(WORK TO COMPLETE)
(1) In the text on depression and inflammation, list each possible trigger it names for inflammation in depressed people.
(2) Decide whether each statement agrees with the text on depression and inflammation. Answer yes or no for each and quote the words that decide it.
(a) Depression affects about one in 10 Americans every year.
(b) Antidepressant drugs mainly target dopamine.
(c) Up to half of people don't respond to typical medications.

======== TEXT PROVIDED

Study: Inflammation Causes Depression in Many Cases

Luke MacGregor / Reuters

Depression is one of the most common mental health problems, affecting about one in 10 Americans every year. And it remains difficult to treat; As many as 50 percent of people don't respond to typical medications.

It used to be widely thought that depression was caused by a "chemical imbalance," and antidepressant drugs still primarily target the neurotransmitter serotonin, seeking to increase its activity in the brain. But new research in the past two decades has uncovered more and more information linking the illness with inflammation, the process the body goes through to fight infection or heal trauma. But inflammation may be present in excessive or harmful levels in depressed people, perhaps triggered by an illness, stress or for some other unknown biochemical reason.

================
======== INPUT DATA

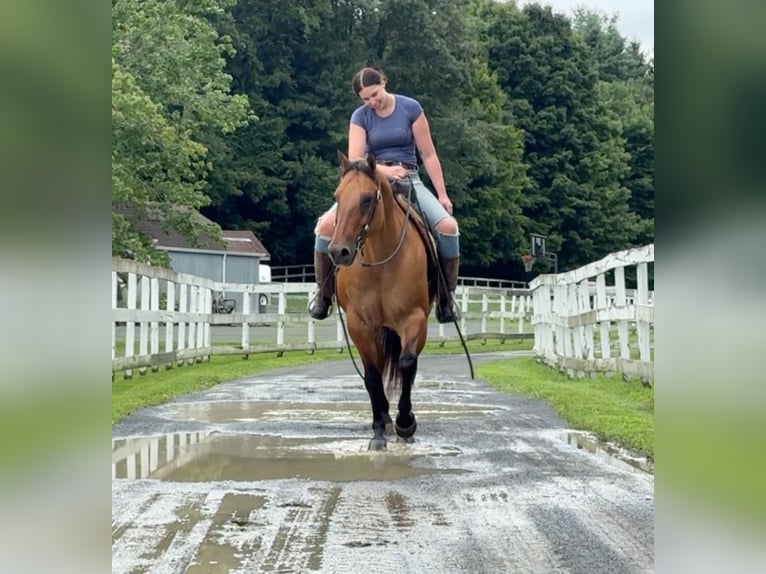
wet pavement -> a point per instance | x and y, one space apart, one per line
272 474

================

(RESULTS FOR THE EXERCISE)
(1)
- an illness
- stress
- some other unknown biochemical reason

(2)
(a) Yes: "affecting about one in 10 Americans every year"
(b) No: "antidepressant drugs still primarily target the neurotransmitter serotonin"
(c) Yes: "As many as 50 percent of people don't respond to typical medications"